### THE PROBLEM
Below is a listing. Set down exactly the lines from the one containing "Target: coastline" through the one containing "Target: spruce tree", both ends included, and leave out the rest.

----

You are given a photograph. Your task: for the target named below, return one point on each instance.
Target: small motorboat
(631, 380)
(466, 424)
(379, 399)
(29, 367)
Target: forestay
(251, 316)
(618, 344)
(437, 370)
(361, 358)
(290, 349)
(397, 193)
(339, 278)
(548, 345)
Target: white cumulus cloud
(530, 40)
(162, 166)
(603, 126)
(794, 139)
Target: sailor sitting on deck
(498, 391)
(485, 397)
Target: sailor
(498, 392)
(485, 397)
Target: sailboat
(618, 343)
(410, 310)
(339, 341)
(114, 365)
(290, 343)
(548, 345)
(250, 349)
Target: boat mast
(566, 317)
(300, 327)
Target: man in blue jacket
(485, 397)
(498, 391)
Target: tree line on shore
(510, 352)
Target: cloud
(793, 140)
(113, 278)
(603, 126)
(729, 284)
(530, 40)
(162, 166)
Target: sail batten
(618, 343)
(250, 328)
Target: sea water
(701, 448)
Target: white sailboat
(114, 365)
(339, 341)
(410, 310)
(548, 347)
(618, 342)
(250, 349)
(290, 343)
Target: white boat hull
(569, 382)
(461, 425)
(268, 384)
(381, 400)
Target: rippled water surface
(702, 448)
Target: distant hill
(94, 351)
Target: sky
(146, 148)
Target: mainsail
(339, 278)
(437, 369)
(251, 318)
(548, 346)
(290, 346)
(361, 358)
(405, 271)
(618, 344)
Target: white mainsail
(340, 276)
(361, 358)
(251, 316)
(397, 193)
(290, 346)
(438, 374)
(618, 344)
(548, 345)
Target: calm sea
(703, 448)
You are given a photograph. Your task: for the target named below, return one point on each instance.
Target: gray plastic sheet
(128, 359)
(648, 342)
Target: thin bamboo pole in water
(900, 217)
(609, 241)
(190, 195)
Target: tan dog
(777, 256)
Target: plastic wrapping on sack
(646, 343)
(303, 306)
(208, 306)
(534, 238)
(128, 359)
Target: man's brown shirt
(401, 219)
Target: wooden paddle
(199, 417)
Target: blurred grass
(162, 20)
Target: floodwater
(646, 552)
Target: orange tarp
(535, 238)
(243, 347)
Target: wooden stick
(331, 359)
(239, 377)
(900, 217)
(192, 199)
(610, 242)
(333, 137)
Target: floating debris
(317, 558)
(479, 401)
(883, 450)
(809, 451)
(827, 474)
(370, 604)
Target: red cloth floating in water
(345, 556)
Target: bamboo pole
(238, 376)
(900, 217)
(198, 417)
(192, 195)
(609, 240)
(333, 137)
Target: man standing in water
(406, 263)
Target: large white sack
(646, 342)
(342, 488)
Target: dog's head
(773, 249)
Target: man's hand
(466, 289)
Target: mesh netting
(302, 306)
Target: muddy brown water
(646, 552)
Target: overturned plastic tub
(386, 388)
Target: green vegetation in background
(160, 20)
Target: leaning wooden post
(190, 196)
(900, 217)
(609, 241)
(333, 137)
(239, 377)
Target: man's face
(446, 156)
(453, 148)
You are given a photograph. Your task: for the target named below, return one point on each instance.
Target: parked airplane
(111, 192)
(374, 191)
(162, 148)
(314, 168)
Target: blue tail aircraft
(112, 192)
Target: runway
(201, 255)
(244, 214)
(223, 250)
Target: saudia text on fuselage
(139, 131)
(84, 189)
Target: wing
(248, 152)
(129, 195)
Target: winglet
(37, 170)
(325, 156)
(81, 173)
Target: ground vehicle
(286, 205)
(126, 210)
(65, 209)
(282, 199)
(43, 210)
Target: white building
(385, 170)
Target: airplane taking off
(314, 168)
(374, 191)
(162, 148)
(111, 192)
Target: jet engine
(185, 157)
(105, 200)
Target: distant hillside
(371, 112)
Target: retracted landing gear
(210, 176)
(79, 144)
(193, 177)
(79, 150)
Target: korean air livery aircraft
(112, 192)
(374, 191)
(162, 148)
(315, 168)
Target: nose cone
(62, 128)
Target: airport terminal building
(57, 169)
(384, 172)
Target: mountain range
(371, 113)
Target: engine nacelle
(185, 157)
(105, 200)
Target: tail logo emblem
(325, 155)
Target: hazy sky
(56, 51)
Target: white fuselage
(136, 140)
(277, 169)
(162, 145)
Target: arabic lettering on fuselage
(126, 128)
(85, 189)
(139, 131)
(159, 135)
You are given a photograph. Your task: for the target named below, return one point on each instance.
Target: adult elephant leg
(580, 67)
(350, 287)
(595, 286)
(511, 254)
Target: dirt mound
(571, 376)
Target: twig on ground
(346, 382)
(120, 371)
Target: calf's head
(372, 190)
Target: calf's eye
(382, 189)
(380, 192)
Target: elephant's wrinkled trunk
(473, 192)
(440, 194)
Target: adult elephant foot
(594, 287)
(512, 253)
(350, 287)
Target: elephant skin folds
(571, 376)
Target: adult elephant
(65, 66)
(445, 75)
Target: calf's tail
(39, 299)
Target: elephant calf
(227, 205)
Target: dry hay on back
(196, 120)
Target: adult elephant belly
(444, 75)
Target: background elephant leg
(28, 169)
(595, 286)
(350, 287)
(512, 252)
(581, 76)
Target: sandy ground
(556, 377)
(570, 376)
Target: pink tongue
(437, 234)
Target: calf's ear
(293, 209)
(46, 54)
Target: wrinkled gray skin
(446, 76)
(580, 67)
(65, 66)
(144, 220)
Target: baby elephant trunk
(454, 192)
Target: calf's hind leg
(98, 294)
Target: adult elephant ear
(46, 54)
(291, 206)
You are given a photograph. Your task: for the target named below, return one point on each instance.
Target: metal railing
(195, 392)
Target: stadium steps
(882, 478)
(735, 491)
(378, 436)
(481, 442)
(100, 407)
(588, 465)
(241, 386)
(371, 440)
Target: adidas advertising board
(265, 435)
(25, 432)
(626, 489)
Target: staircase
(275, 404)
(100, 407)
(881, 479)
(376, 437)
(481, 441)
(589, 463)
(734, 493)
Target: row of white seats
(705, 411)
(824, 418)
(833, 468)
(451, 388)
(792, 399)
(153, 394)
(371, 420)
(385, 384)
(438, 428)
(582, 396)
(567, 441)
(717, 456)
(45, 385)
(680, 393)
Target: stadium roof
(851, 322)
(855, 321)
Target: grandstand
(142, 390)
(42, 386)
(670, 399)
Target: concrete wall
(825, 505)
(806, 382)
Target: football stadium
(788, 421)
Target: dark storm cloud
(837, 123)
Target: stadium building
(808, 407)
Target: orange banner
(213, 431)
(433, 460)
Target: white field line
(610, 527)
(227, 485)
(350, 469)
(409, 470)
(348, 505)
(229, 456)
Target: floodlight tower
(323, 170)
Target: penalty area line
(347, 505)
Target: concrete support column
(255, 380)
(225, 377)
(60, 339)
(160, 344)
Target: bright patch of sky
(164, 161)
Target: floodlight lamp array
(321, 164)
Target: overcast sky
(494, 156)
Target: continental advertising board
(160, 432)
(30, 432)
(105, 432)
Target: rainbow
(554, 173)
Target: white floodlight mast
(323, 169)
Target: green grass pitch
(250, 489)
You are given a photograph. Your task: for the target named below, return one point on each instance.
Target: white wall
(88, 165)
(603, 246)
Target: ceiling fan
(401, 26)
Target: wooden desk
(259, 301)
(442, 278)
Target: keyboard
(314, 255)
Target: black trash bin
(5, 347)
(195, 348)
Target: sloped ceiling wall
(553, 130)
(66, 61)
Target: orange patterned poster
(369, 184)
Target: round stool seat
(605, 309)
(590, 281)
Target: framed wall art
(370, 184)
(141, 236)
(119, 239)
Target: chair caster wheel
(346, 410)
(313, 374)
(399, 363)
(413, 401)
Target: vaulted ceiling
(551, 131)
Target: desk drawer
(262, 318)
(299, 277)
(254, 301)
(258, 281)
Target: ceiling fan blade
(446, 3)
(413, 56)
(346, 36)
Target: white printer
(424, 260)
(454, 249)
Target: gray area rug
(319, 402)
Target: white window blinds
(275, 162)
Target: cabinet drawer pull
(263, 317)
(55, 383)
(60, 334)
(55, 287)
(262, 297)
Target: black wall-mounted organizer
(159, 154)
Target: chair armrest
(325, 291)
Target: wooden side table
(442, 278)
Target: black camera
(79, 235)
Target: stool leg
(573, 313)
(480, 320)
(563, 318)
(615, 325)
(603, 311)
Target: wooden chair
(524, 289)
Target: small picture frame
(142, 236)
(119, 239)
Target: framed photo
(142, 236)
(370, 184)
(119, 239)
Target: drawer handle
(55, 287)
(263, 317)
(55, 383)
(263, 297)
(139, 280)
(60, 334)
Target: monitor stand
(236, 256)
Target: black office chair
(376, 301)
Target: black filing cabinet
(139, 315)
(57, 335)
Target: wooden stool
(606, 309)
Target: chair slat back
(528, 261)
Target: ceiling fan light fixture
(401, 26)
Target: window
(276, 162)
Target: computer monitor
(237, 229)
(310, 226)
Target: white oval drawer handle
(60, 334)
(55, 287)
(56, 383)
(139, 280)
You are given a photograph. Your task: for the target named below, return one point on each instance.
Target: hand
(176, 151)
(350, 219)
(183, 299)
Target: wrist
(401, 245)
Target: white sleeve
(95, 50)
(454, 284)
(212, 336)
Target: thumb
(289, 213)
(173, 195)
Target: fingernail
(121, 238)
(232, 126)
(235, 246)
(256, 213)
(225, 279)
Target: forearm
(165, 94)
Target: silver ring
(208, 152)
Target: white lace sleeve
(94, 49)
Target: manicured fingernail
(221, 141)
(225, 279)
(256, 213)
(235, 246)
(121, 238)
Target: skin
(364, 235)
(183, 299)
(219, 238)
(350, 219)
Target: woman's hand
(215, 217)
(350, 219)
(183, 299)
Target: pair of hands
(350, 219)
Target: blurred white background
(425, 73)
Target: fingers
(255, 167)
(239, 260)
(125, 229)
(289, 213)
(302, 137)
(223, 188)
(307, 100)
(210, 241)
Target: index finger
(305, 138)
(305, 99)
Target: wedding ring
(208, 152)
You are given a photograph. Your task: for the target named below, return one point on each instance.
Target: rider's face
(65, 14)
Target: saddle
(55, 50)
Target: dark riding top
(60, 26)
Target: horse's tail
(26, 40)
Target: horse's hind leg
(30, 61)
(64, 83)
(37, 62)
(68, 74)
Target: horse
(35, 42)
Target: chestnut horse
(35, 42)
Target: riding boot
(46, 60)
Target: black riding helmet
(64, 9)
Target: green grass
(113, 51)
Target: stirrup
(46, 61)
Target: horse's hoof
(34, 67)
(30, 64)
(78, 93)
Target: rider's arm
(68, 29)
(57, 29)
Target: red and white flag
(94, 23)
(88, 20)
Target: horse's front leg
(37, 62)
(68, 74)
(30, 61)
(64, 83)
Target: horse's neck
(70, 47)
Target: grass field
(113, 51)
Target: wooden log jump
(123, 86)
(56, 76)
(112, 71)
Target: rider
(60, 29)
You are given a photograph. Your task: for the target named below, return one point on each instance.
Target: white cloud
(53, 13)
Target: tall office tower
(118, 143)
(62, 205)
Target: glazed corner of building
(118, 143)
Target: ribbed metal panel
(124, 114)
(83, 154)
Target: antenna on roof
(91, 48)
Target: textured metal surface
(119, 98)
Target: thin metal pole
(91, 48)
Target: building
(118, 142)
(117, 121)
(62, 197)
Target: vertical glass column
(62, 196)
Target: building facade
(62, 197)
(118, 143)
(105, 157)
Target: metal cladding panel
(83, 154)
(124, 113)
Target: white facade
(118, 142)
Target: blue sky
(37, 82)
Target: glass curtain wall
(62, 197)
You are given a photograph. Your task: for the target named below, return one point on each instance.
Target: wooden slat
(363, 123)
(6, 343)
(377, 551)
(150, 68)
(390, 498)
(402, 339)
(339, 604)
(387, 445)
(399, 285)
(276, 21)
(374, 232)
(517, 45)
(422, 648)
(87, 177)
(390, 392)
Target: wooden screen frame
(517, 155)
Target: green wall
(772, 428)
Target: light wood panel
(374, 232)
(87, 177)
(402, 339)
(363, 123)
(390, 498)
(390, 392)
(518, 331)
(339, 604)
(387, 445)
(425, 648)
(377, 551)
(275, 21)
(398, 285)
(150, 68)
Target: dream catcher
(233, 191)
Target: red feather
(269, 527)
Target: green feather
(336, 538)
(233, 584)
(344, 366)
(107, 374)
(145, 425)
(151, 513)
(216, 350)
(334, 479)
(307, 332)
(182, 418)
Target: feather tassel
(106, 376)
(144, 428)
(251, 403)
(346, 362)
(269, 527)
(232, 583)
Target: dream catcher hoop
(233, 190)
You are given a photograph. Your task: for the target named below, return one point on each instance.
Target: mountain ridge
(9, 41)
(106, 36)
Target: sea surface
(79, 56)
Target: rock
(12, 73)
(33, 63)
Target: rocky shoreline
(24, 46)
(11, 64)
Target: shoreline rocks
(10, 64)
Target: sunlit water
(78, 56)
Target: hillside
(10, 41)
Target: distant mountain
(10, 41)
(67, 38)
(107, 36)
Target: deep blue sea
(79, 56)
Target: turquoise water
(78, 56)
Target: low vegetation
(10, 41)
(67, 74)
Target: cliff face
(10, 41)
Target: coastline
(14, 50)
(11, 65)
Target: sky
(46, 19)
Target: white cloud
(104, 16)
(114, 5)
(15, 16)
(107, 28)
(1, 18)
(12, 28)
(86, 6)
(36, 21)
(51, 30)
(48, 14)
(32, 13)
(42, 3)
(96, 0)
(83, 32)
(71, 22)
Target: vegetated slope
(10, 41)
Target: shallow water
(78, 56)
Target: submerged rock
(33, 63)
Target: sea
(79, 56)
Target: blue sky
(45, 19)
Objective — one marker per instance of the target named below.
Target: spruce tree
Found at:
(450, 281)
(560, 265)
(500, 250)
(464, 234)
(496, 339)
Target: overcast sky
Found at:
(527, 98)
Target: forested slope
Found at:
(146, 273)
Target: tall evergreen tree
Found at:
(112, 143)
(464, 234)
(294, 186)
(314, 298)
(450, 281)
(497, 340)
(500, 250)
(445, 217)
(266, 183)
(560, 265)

----

### RESPONSE AREA
Target: coastline
(14, 50)
(11, 65)
Target: sky
(46, 19)
Target: white cloud
(104, 16)
(114, 5)
(15, 16)
(107, 28)
(1, 18)
(12, 28)
(86, 6)
(36, 21)
(51, 30)
(48, 14)
(32, 13)
(42, 3)
(96, 0)
(83, 32)
(71, 22)
Target: vegetated slope
(10, 41)
Target: shallow water
(78, 56)
Target: submerged rock
(33, 63)
Target: sea
(79, 56)
Target: blue sky
(45, 19)
Objective — one marker per instance of the target named below.
Target: spruce tree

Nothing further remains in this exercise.